Calibration uncertainty in declination (degrees), see equation
27b of the NVSS paper.
""",
    "clean_bias": """
Clean bias to subtract from the peak brightnesses (Jy/beam), see
parapagraph 5.2.5 and equation 34 of the NVSS paper.
""",
    "clean_bias_error": """
1-sigma uncertainty in clean bias (Jy/beam), see parapagraph 5.2.5 and
equation 37 of the NVSS paper.
""",
    "frac_flux_cal_error": """
Intensity-proportional calibration uncertainty, see paragraph 5.2.5 and 
equation 37 of the NVSS paper.
""",
    "alpha_maj1": """
First exponent for scaling errors along the fitted major 
axis, see equation 26 and paragraph 5.2.3 of the NVSS paper and 
equation 41 and paragraph 3 of Condon's (1997) "Errors in Elliptical Gaussian Fits".
""",
    "alpha_maj2": """
Second exponent for scaling errors along the fitted major 
axis, see equation 26 and paragraph 5.2.3 of the NVSS paper and
equation 41 and paragraph 3 of Condon's (1997) "Errors in Elliptical Gaussian Fits".
""",
    "alpha_min1": """
First exponent for scaling errors along the fitted minor 
axis and for scaling errors in the position angle, see equation 26 and 
paragraph 5.2.3 of the NVSS paper and equation 41 and paragraph 3 of 
Condon's (1997) "Errors in Elliptical Gaussian Fits".
""",
    "alpha_min2": """
Second exponent for scaling errors along the fitted minor 
axis and for scaling errors in the position angle, see equation 26 and 
paragraph 5.2.3 of the NVSS paper and equation 41 and paragraph 3 of 
Condon's (1997) "Errors in Elliptical Gaussian Fits".
""",
    "alpha_brightness1": """
First exponent for scaling errors in peak brightness, see
equation 26 and paragraph 5.2.5 of the NVSS paper and equation 41
and paragraph 3 of Condon's (1997) "Errors in Elliptical Gaussian
Fits".

◆ Problems to work on
1. In the NVSS parameter descriptions, which equation of the NVSS paper is cited for the clean bias?
2. Carry on the NVSS parameter descriptions from the point where they stop.

◆ Data lines

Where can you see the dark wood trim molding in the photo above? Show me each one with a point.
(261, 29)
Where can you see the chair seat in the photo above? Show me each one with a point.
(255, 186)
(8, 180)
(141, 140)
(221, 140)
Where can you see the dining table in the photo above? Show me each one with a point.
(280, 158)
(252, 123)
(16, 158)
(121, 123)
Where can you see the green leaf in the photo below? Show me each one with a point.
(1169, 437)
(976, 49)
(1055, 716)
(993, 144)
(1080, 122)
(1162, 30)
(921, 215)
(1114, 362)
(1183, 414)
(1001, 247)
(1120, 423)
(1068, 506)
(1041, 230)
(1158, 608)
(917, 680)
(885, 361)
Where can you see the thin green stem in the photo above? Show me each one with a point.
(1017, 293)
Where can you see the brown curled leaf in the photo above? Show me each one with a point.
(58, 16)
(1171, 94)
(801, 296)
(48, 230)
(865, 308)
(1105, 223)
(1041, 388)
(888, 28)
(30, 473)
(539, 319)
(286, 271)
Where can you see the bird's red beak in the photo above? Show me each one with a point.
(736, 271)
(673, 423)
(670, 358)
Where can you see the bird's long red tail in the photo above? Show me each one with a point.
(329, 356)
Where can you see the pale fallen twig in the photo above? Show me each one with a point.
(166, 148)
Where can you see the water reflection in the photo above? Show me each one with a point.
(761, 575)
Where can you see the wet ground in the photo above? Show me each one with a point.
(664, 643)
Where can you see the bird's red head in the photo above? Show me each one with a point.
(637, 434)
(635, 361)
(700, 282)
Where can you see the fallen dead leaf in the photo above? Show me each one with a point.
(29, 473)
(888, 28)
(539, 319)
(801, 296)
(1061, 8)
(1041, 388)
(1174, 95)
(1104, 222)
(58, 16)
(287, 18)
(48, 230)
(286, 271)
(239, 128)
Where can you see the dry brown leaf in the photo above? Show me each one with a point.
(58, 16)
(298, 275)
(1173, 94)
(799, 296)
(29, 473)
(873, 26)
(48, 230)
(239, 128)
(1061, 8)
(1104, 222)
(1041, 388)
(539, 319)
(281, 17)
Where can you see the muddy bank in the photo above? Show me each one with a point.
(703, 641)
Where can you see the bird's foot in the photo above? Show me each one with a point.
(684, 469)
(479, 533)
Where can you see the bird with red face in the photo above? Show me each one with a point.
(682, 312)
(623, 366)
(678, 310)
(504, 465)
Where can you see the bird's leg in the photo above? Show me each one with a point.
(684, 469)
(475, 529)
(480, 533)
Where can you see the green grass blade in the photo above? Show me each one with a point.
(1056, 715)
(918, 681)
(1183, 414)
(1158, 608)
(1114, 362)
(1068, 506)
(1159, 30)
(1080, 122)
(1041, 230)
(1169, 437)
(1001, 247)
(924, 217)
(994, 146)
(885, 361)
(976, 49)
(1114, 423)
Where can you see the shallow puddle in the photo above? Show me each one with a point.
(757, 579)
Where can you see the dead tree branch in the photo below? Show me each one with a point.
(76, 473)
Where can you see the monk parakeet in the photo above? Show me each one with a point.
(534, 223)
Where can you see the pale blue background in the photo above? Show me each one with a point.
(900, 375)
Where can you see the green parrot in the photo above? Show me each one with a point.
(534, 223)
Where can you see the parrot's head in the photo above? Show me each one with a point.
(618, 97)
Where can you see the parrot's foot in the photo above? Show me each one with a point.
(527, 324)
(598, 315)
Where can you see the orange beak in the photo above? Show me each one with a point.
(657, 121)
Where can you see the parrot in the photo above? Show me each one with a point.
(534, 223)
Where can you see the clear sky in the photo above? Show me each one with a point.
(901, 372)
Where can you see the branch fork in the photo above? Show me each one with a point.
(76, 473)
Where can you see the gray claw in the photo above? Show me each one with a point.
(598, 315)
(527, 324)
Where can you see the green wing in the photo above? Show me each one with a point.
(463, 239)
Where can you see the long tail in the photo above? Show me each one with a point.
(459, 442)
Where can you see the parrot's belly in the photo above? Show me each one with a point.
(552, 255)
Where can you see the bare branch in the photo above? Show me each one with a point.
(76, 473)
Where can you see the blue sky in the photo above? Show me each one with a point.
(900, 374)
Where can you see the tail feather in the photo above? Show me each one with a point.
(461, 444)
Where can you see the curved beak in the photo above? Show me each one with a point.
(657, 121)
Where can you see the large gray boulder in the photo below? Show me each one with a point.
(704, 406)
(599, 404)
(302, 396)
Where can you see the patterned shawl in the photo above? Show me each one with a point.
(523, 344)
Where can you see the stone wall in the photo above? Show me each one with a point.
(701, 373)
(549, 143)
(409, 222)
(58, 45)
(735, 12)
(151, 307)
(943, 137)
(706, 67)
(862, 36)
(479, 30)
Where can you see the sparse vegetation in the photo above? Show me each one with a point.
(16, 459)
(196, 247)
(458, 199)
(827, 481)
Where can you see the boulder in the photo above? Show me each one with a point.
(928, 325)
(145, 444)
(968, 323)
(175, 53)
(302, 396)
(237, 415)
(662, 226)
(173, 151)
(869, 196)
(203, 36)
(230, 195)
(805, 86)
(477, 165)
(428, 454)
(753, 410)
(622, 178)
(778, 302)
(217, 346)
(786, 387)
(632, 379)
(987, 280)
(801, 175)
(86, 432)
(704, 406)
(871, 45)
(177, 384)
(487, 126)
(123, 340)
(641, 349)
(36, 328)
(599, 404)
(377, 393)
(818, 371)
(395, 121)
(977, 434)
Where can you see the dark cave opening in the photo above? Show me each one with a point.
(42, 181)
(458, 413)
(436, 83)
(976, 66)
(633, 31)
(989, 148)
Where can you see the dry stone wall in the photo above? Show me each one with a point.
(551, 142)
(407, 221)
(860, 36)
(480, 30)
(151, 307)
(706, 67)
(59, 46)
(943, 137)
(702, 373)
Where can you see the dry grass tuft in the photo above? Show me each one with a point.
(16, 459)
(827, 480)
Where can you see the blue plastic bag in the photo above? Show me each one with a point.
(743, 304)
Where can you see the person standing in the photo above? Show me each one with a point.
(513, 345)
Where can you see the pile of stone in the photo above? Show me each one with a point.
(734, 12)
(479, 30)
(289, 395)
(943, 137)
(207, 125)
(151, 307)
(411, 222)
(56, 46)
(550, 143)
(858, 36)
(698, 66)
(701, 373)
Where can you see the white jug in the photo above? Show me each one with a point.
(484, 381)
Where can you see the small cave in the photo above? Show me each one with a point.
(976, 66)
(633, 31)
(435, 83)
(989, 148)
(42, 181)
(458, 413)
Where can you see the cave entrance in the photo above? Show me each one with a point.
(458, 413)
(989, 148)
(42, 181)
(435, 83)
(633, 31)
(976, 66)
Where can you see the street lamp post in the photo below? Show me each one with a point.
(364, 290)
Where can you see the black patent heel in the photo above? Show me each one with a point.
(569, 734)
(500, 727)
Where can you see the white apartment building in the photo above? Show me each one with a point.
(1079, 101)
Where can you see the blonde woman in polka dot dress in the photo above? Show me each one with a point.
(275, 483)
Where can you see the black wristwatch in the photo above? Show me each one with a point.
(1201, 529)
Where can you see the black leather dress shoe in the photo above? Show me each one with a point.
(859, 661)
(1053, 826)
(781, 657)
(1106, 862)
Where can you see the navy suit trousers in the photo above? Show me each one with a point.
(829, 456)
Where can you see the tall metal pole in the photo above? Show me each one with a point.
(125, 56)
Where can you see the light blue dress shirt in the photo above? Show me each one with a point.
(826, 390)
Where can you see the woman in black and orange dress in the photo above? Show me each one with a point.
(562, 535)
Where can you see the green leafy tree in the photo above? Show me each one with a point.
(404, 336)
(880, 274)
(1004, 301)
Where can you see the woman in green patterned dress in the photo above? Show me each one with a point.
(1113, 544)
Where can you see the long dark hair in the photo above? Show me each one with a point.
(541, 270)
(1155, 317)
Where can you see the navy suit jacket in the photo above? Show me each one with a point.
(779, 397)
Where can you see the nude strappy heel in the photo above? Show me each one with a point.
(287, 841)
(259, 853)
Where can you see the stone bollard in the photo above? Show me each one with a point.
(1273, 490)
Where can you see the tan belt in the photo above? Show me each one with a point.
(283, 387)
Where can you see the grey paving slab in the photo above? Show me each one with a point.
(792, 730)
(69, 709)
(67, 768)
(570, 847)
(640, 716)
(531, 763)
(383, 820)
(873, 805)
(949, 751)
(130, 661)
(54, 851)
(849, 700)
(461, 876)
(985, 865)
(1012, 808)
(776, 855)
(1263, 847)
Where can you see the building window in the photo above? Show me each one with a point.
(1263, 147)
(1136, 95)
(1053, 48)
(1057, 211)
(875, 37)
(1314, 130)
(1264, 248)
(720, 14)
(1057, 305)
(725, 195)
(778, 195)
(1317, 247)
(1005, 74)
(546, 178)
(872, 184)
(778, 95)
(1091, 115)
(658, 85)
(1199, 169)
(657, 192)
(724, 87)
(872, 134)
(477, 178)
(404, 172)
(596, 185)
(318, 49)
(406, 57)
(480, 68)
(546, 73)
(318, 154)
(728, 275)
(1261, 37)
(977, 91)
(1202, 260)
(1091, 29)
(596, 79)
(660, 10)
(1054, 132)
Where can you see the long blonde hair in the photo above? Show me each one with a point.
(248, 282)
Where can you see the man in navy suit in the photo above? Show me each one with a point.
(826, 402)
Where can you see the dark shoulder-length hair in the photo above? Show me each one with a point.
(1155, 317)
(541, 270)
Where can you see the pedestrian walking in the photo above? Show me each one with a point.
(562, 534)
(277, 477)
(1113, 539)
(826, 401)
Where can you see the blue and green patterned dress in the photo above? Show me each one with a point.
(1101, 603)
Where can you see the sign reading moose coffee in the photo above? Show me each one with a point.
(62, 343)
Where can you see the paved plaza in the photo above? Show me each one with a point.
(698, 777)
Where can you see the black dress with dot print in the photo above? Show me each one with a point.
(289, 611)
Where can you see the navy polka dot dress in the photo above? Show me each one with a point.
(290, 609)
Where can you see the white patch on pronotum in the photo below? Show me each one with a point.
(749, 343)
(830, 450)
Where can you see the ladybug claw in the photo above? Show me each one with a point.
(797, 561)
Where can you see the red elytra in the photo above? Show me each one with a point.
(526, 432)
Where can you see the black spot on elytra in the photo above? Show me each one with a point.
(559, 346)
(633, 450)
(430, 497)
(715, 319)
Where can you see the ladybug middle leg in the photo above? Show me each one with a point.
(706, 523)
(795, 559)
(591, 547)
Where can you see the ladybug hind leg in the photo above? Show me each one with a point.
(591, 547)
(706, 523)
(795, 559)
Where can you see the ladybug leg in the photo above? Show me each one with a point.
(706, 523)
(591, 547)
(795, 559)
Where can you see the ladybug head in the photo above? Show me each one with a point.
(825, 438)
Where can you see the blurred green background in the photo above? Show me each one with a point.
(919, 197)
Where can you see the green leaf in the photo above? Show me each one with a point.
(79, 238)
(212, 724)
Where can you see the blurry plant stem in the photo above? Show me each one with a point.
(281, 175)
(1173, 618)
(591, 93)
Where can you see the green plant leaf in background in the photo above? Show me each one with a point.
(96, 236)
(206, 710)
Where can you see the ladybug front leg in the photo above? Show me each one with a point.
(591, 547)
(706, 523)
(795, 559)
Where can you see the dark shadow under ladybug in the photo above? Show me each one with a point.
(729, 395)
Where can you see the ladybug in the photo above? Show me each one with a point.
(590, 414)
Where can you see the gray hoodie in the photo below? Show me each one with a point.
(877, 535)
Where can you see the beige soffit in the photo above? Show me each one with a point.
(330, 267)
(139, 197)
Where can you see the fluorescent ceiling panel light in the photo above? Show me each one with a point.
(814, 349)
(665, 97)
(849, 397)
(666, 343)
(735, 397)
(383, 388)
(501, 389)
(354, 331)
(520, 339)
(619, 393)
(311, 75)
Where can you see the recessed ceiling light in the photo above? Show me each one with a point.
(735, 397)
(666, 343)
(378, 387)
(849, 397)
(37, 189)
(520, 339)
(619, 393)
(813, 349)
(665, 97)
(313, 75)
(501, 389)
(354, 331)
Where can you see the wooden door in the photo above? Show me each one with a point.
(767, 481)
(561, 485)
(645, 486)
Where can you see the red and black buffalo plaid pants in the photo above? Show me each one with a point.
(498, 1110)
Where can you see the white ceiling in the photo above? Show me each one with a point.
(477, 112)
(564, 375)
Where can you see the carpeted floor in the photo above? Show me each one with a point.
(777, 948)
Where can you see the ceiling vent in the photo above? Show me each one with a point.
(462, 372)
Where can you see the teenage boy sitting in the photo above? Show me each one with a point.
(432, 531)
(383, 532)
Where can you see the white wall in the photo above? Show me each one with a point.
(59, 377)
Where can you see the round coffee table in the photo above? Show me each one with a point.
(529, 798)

◆ The responses
1. Equation 34.

2.
""",
    "alpha_brightness2": """
Second exponent for scaling errors in peak brightness, see
equation 26 and paragraph 5.2.5 of the NVSS paper and equation      
41 and paragraph 3 of Condon's (1997) "Errors in Elliptical Gaussian
Fits".
""",
    "detection_thr": """
Detection threshold as multiple of the background standard
deviation (rms) map, after the background mean values have been
subtracted from the image.
""",
    "analysis_thr": """
Analysis threshold as multiple of the background standard
deviation (rms) map, after the background mean values have been
subtracted from the image. Island pixels above the analysis threshold 
are used for the measurement of the source. The analysis threshold must be 
lower than or equal to the detection threshold.
""",
    "fdr": """
Use False Detection Rate (FDR) algorithm for determining the
detection threshold.
""",
    "alpha": """
FDR alpha value (float, default 0.01) that sets an upper limit
on the fraction of pixels erroneously detected as source pixels,
relative to all source pixels.  This requirement should be met
when averaged over a large ensemble of images, but problems were
encountered with alpha as low as 0.001, see paragraph 3.6 of
Spreeuw's thesis.
""",
    "deblend_nthresh": """
Number of deblending subthresholds; 0 to disable.
""",
    "bmaj": """
Major axis of restoring beam (degrees).
""",
    "bmin": """
Minor axis of restoring beam (degrees).
""",
    "bpa": """
Restoring beam position angle (degrees).
""",
    "force_beam": """
Force source shape to align restoring beam shape (bmaj, bmin,
bpa) for Gaussian fits and vetorized source measurement, i.e. when
vectorized=True.
""",
    "detection_image": """
Path to detection map. PySE will identify sources and the
positions of pixels which comprise them on the detection image,
but then use the corresponding pixels on the target images to
perform measurements. Of course, the detection image and the
target image(s) must have the same pixel dimensions. Note that
only a single detection image may be specified, and the same
pixels are then used on all target images. Note further that this
detection-image option is incompatible with --fdr
""",
    "fixed_posns": """
JSON __list__ of RA, Dec pairs of coordinates to measure
sources at (disables blind extraction and vectorized source
measurements).
""",
    "fixed_posns_file": """
Path to JSON file with RA, Dec pairs of coordinates to measure
sources at (disables blind extraction and vectorized source
measurements).
""",
    "ffbox": """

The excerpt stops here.